Dick Gomulkiewicz passed peacefully surrounded by his family at St. Joseph Regional Medical Center, Lewiston, Idaho from Mantle Cell Lymphoma. We are devastated yet grateful, as we remember a remarkable person.
Dick was born on February 26, 1962 in Wilkinsburg, Pennsylvania to Nancy and Paul Gomulkiewicz. Dick was the third of four siblings, Mary, Robert (Bob) and Carol. Dick’s father was an electrical engineer with Aluminum Company of America (ALCOA), taking their family to Pennsylvania, Veracruz, Mexico, Paramaribo, Suriname, Vancouver, Washington and finally to Wenatchee where Dick attended grade school and graduated high school.
Dick’s ironic sense of humor developed early in life starting with his nickname, “Dick,” a popular name from past generations. Sometimes Dick enjoyed playing “peacemaker,” deflecting conflict with humor, but he also enjoyed using irony to keep conversation lively around the dinner table. Dick was outgoing and loyal; as one longtime friend put it, “once you’re a friend of Dick’s, you’re a friend for life.”
Dick dabbled in piano, but trombone was his passion, playing everything from marching band classics to jazz standards. He enjoyed backpacking with friends (and Trombone mouthpiece) in the Cascades. He also loved sports – both playing and watching a “good game” (especially when WSU “Couged it”). He was especially proud of being the long snapper on punts and field goals for Wenatchee’s varsity football team. Dick joined the Wenatchee Youth Circus in high school, first playing in the pit orchestra and then starring on the double trapeze and as the catcher on the flying trapeze.
As undergraduates at WSU in 1983, Dick (trombone) and Susan (clarinet) met in the wind symphony. Dick’s smile caught Susan’s eye, and he confidently inquired of her, in Kimbrough Hall, if she “had a phone number.” He won over Susan’s heart with his non-judgemental values, love of music, and humor. Dick graduated from WSU in 1984 with a B.S. in Mathematics and went on to graduate school at UC Davis where he worked with Alan Hastings. While at Davis, Dick played in the orchestra, small ensembles, and took up cycling.
In 1985, Dick was one of two graduate students to work with Marc Mangel who explained, “I had received a big grant to work on salmon genetics. The goal was to identify, from samples taken from sea, whether returning fish were from the Klamath River stock (endangered) or from one of the hatchery stocks. This research turned out to be really accurate and set the groundwork for coast-wide use of genetic methods for identifying salmon stock.” “The salmon project,” as Dick referred to the research, led to a lifelong friendship with Marc.
In 1989, Dick graduated from Davis with a Doctorate in Applied Mathematics and headed to Austin, Texas for a postdoc with Mark Kirkpatrick, in Zoology. In 1991, Dick accepted a faculty position at University of Kansas in the Department of Systematics & Ecology. When not engaged in research, Dick cycled and golfed with his colleague and friend, Norm Slade.
Susan and Dick married in l994 and moved to Moscow, Idaho in 1996 when Dick accepted a joint faculty position in the Department of Mathematics and the Department of Genetics and Cell Biology at Washington State University. Dick was one of the founding members of the School of Biological Sciences when it was formed in 2000 and in 2017, Dick became the Associate Director for Graduate Studies for the School.

Work to complete:
1 > In the obituary of Dick Gomulkiewicz, what degree did he earn from WSU in 1984?
2 > Carry the obituary of Dick Gomulkiewicz forward, beginning right after its final sentence.

Record extracts:
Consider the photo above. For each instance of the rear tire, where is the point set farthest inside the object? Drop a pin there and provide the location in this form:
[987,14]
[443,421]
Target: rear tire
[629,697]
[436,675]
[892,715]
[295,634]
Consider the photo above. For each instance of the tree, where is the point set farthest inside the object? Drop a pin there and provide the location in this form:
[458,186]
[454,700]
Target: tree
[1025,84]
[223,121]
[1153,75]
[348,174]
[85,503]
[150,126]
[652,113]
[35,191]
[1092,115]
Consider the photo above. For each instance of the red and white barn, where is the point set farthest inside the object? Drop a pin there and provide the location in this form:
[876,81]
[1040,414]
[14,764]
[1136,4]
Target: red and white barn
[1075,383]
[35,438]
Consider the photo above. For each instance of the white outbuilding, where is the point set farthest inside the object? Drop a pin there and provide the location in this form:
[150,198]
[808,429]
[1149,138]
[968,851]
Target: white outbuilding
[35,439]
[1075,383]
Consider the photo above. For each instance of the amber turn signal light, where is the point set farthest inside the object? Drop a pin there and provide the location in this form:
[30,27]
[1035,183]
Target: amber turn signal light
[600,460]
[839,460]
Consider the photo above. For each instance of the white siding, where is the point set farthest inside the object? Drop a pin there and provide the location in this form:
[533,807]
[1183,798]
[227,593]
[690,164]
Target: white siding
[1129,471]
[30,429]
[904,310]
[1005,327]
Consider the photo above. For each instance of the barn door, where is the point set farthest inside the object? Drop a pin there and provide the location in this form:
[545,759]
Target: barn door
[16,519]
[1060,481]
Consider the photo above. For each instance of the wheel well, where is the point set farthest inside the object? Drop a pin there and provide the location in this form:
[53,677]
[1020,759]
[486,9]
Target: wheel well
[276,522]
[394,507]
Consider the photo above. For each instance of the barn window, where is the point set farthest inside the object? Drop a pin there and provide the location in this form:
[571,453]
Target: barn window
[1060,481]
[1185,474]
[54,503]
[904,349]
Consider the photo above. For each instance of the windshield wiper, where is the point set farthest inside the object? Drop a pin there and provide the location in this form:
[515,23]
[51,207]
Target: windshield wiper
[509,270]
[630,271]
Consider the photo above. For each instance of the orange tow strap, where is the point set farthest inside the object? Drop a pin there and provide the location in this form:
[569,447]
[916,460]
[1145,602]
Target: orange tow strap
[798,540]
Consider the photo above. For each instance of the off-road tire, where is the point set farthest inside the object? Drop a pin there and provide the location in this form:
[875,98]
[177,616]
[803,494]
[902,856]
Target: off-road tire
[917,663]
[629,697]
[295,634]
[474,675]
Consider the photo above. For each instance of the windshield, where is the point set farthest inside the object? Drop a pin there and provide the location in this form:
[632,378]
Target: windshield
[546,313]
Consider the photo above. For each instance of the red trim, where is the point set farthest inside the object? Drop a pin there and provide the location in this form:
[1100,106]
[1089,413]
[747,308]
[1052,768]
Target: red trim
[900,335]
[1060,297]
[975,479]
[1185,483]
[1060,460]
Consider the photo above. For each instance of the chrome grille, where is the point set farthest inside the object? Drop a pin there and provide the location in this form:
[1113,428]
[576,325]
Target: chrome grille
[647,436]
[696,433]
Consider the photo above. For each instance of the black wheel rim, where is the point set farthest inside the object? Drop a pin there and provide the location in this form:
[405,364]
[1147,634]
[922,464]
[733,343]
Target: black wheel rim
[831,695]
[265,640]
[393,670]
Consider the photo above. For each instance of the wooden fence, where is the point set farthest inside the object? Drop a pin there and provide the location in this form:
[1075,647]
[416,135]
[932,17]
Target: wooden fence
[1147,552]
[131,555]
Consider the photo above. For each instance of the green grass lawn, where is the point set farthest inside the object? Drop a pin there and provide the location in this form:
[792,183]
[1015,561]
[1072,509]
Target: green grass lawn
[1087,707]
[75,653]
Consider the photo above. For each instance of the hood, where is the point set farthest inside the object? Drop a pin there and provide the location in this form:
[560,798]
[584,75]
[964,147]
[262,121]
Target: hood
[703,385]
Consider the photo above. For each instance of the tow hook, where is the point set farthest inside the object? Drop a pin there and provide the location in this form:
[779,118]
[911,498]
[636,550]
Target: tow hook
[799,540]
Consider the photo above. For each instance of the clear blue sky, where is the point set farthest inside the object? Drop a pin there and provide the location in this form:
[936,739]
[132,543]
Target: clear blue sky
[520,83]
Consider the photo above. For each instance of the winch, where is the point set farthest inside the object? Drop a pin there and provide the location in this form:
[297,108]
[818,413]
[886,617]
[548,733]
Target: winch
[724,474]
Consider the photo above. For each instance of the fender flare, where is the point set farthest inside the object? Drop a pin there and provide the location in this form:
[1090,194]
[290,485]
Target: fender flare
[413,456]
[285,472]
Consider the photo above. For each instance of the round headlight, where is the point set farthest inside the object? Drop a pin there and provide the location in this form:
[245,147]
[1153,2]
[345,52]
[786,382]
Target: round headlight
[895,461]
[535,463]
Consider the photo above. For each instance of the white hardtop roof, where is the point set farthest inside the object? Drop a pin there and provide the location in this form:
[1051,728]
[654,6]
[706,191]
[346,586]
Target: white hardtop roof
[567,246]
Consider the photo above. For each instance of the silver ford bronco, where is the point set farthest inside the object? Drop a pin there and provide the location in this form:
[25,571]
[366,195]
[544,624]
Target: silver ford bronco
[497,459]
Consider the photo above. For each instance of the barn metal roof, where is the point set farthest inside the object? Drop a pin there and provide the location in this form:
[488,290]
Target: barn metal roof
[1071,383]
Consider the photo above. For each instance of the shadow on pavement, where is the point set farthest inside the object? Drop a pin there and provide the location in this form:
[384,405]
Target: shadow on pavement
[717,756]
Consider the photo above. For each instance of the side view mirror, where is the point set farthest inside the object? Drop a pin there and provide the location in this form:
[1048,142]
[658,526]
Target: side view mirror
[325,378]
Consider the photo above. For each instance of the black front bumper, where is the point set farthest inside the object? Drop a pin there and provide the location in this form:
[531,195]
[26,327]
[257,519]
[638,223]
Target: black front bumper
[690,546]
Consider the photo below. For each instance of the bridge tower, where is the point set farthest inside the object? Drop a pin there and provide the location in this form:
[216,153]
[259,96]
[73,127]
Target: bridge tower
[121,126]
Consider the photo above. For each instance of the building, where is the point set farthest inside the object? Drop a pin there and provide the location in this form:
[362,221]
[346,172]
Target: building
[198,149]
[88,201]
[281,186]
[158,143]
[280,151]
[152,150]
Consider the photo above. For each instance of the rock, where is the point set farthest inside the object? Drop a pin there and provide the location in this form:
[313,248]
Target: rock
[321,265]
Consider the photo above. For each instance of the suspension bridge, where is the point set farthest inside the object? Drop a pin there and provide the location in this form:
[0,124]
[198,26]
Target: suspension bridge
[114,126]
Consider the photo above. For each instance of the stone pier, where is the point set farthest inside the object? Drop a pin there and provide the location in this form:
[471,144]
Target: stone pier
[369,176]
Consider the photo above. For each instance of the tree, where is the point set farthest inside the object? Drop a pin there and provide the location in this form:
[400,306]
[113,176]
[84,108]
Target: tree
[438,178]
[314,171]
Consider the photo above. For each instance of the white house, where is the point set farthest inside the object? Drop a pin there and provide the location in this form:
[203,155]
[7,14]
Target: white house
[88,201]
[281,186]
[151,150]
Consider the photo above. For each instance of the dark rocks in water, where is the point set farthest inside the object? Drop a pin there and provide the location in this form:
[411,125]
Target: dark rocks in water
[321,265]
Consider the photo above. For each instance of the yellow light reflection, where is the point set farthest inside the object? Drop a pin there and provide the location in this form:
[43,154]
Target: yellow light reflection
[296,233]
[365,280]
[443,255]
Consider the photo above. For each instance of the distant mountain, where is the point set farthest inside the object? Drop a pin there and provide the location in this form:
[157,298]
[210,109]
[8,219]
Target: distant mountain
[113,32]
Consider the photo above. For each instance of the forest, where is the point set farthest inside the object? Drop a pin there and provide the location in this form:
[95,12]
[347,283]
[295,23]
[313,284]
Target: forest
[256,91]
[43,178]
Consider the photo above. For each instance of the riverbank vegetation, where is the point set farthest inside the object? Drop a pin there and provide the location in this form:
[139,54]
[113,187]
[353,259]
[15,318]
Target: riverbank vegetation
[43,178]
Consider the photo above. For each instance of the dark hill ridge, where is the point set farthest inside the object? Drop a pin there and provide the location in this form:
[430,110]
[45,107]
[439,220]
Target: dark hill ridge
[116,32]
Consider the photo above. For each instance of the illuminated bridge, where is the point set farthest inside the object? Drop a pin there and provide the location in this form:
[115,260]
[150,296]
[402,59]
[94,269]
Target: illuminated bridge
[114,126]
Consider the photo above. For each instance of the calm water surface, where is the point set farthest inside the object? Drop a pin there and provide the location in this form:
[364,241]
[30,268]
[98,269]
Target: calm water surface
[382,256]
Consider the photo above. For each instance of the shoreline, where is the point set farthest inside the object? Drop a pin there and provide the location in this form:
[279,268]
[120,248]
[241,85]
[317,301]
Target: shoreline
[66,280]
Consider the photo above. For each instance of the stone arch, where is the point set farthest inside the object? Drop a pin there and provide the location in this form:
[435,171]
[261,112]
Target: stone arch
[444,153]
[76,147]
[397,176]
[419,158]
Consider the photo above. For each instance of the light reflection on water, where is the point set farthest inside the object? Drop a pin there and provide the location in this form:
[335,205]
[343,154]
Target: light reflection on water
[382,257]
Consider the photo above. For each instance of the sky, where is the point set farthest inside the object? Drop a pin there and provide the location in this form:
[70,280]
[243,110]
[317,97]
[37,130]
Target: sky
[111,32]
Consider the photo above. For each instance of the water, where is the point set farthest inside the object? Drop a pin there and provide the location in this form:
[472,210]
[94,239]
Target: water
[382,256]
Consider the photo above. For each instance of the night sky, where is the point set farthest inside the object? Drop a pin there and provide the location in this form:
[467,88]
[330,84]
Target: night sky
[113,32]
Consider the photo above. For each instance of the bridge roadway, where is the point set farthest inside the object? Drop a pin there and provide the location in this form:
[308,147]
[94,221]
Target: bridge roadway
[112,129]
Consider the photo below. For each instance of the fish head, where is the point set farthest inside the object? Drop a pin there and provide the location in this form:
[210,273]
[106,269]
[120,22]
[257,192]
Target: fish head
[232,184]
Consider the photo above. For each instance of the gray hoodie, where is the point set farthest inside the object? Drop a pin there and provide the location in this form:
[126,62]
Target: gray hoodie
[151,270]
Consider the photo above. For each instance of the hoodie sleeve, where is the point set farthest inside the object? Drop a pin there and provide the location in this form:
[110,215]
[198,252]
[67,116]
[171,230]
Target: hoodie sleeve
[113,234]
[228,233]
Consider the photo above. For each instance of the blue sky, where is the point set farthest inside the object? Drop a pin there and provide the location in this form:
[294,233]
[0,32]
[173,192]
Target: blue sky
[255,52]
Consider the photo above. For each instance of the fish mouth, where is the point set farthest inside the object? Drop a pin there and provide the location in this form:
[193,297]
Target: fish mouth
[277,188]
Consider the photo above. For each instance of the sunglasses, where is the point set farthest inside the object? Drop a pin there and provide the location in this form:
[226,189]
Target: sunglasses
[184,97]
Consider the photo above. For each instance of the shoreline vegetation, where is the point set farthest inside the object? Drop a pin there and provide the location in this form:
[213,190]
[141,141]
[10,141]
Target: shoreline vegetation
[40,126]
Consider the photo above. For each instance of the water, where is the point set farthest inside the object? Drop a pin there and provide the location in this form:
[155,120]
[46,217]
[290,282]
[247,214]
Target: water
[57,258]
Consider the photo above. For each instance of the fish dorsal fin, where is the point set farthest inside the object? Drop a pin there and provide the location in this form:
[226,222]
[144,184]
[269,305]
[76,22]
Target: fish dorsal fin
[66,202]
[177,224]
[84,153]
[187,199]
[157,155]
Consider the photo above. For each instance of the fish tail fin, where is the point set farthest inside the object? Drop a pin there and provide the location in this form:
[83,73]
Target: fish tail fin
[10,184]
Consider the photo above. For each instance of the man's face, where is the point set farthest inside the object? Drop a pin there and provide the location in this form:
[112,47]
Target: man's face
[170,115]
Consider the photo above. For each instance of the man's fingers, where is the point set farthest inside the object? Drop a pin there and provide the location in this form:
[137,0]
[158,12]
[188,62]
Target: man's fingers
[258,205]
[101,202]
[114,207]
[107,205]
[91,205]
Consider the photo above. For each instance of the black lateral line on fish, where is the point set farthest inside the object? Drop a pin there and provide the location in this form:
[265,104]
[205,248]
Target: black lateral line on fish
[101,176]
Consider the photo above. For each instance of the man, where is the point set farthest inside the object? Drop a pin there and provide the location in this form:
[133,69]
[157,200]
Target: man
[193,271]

Exercise results:
1 > A B.S. in Mathematics.

2 >
One of Dick’s closest collaborator’s, Bob Holt recalled, “Dick was not a glib academic who dashed off work, but a deep, serious thinker, who pondered problems for as long as needed until he had cracked and mastered them. He chose challenging problems and issues which require real intellectual depth and creativity for their resolution. His well-crafted papers are all models of rigor and have true staying power. He made contributions to a wide range of topics in fundamental evolutionary and ecological theory, often tackling deeply challenging technical issues that drew on his mathematical acumen.”
One of the most challenging problems Dick tackled has to do with the fact that the traits of organisms are not determined just by their genes, but also by the environments in which they reside. Understanding the consequences of the joint influence of genes and environments on trait evolution (‘phenotypic plasticity’) is an important dimension of his contributions to evolutionary biology, which he started working on with Mark Kirkpatrick as a postdoc at Texas, and continued on with many other fine scientists such as, Joel Kingsolver, Kim Hughes, Pat Carter, Nancy Heckman, and John Stinchcombe (among others).
Dick had a real appreciation for the subtleties of population ecology such as demography (patterns of births, and deaths) and complex interspecific interactions (e.g., between plants and herbivorous insects), demonstrated by his work on coevolution with John Thompson, Mike Hochberg, and Scott Nuismer. He also had an abiding interest in important applied problems with genetic dimensions, including in fisheries and agricultural systems.
One of his most important contributions was clarifying how evolution by natural selection could at times reshape the traits of a species so that it could persist following severe environmental change - a theme called ‘evolutionary rescue’. This adds an evolutionary angle to classical conservation problems. Dick began working on this topic with his (then) Kansas colleague Bob Holt in the 1990s, and continued making creative contributions through the years with him and others (such as Michael Barfield) for the remainder of his career. Even earlier this year, Dick and Bob were revising a paper on this topic, and looked forward to continuing to work together on related issues – which sadly will not happen. Holt said, “His bright intelligence and engaging presence will be sorely missed by his many professional colleagues and friends.”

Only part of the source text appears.